* _What is required_
Make an exact copy of all the data.

Collection entries
——

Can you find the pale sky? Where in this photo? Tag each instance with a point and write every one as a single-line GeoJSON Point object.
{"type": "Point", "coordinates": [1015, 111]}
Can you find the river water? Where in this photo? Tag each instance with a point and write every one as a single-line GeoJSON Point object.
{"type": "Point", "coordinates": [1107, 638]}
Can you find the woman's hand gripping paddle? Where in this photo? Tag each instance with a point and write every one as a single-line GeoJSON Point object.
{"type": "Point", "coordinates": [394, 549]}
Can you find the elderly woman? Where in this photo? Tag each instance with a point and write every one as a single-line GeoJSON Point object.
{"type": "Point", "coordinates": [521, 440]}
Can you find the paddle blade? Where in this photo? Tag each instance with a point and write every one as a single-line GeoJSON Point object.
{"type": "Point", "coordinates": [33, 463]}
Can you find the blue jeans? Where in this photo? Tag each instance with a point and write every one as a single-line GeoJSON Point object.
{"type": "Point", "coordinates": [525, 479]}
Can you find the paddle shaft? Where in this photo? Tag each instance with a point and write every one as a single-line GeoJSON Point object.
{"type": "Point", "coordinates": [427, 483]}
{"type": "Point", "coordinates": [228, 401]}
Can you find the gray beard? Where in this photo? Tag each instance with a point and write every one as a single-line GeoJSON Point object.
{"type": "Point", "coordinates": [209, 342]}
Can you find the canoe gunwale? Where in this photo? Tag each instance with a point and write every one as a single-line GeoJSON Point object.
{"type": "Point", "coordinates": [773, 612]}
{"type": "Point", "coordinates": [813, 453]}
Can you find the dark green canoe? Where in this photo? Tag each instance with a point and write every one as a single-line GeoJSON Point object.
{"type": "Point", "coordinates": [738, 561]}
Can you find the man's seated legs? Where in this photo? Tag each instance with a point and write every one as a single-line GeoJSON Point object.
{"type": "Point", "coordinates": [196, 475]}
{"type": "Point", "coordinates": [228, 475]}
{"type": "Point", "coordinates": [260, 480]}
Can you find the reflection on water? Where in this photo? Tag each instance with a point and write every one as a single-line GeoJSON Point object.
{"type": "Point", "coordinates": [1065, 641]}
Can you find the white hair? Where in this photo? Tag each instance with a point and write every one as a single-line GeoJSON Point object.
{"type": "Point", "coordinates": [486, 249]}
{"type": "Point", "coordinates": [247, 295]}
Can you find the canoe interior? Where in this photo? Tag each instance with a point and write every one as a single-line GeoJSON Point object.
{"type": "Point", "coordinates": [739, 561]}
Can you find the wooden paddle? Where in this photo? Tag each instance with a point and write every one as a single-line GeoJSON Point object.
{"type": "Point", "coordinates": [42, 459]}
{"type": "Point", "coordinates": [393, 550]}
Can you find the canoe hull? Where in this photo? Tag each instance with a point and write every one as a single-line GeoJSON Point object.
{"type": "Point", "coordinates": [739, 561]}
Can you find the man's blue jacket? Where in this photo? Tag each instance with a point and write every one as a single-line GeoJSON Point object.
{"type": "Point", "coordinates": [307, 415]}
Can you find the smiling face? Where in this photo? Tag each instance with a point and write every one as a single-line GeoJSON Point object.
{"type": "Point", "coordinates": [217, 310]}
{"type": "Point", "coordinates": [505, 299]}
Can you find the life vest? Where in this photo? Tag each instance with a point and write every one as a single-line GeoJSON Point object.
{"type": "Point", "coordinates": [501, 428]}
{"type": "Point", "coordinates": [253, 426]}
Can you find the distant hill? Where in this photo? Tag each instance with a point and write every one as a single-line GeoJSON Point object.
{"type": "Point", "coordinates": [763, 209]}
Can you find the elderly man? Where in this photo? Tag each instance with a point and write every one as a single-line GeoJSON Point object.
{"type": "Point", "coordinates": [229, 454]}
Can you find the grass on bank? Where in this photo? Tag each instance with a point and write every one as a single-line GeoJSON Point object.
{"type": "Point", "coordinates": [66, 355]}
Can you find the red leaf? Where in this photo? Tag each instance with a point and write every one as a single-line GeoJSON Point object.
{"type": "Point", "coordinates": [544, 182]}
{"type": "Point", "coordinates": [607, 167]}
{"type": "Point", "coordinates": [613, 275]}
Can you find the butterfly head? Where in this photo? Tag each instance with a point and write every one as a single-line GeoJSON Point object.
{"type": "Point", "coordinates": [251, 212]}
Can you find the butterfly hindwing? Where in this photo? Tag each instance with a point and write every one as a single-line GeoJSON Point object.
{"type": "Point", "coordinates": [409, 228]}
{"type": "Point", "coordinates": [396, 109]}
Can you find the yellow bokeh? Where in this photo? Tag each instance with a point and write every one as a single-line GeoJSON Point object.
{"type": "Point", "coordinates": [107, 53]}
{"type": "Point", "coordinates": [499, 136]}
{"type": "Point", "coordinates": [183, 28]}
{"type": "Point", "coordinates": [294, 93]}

——

* _Response to this exercise_
Can you find the pale sky? Where in this photo? Tag each instance with a point and write every one as a single-line GeoJSON Point object.
{"type": "Point", "coordinates": [1015, 111]}
Can you find the river water? Where in this photo? Tag each instance with a point and write every one as a single-line GeoJSON Point object.
{"type": "Point", "coordinates": [1107, 638]}
Can you find the woman's hand gripping paddle? Where in this photo? Tag each instance with a point and write every one as a single-line GeoJSON Point object.
{"type": "Point", "coordinates": [394, 549]}
Can you find the elderly woman? Where in this photo? Tag each instance with a point and write every one as a single-line GeoJSON Point object.
{"type": "Point", "coordinates": [521, 440]}
Can you find the paddle blade? Where in this photo? Tag each instance with a point and write every one as a single-line GeoJSON Point object.
{"type": "Point", "coordinates": [33, 463]}
Can you find the blue jeans? Where in this photo? Tag each instance with a point and write every one as a single-line GeoJSON Point object.
{"type": "Point", "coordinates": [525, 479]}
Can you find the paddle shaft? Where in this photo? Tag each instance with a point and write every one as a single-line GeoJSON Point object.
{"type": "Point", "coordinates": [427, 483]}
{"type": "Point", "coordinates": [228, 401]}
Can you find the gray beard? Where in this photo? Tag each instance with a point and write every one as a single-line GeoJSON Point object.
{"type": "Point", "coordinates": [209, 342]}
Can you find the canoe gunwale? Where in this photo? Tag each instance with a point and write every one as a single-line GeoJSON Point object.
{"type": "Point", "coordinates": [773, 612]}
{"type": "Point", "coordinates": [813, 453]}
Can you find the dark green canoe? Where in this photo? Tag each instance with a point and write every one as a single-line GeoJSON Point object.
{"type": "Point", "coordinates": [738, 561]}
Can you find the man's seated legs? Where in this photo? Tag each instance with a point and write every one as a single-line GeoJSON Point object.
{"type": "Point", "coordinates": [196, 475]}
{"type": "Point", "coordinates": [228, 475]}
{"type": "Point", "coordinates": [260, 480]}
Can you find the reflection on water? Where in this photo? Tag each instance with a point and write every one as a single-line GeoJSON Point object.
{"type": "Point", "coordinates": [1065, 641]}
Can you find the white hair? Where in this photo? Tag each instance with a point and write every one as a single-line GeoJSON Point object.
{"type": "Point", "coordinates": [486, 249]}
{"type": "Point", "coordinates": [247, 295]}
Can you find the canoe interior? Where in this photo? Tag each instance with a point and write every one as a single-line GeoJSON Point object.
{"type": "Point", "coordinates": [739, 561]}
Can you find the wooden paddle? Where in this photo? Tag each instance with a point and write every one as a single-line GeoJSON Point object.
{"type": "Point", "coordinates": [42, 459]}
{"type": "Point", "coordinates": [393, 550]}
Can you find the canoe hull? Where in this photo? Tag each instance with a point and write every one as a single-line GeoJSON Point object.
{"type": "Point", "coordinates": [739, 561]}
Can you find the man's blue jacket? Where in this photo? Tag each instance with a point and write every one as a single-line GeoJSON Point object.
{"type": "Point", "coordinates": [307, 415]}
Can you find the smiling face? Where in this photo? Tag each instance with a point and write every one as a single-line GeoJSON Point object.
{"type": "Point", "coordinates": [217, 310]}
{"type": "Point", "coordinates": [505, 299]}
Can you find the life vest? Where in this photo? Tag each instance with a point and write every one as a single-line GeoJSON Point object.
{"type": "Point", "coordinates": [501, 428]}
{"type": "Point", "coordinates": [253, 426]}
Can you find the distant hill? Where in this photo? Tag each instance with a point and write every one as a single-line GeoJSON Point object.
{"type": "Point", "coordinates": [763, 209]}
Can you find the elderly man? Where in this photo? Tag each instance with a point and write every one as a single-line GeoJSON Point object.
{"type": "Point", "coordinates": [229, 454]}
Can you find the grass on bank? Where in this photo? Tag each instance with a point and write every one as a single-line GeoJSON Point object.
{"type": "Point", "coordinates": [66, 355]}
Can you find the red leaf? Where in this photo? Tag each instance with a point and write every one as a single-line GeoJSON Point object.
{"type": "Point", "coordinates": [544, 182]}
{"type": "Point", "coordinates": [607, 167]}
{"type": "Point", "coordinates": [613, 275]}
Can you find the butterfly head? Where in this photo? Tag each instance with a point and write every one as a single-line GeoJSON Point object.
{"type": "Point", "coordinates": [251, 212]}
Can you find the butterfly hindwing? Where in this photo? Tag each instance with a point and write every one as a single-line GeoJSON Point object.
{"type": "Point", "coordinates": [409, 228]}
{"type": "Point", "coordinates": [396, 109]}
Can you find the yellow bokeh? Where in this photo? Tag each instance with a point and write every one as a single-line GeoJSON Point object.
{"type": "Point", "coordinates": [107, 53]}
{"type": "Point", "coordinates": [499, 136]}
{"type": "Point", "coordinates": [183, 28]}
{"type": "Point", "coordinates": [294, 93]}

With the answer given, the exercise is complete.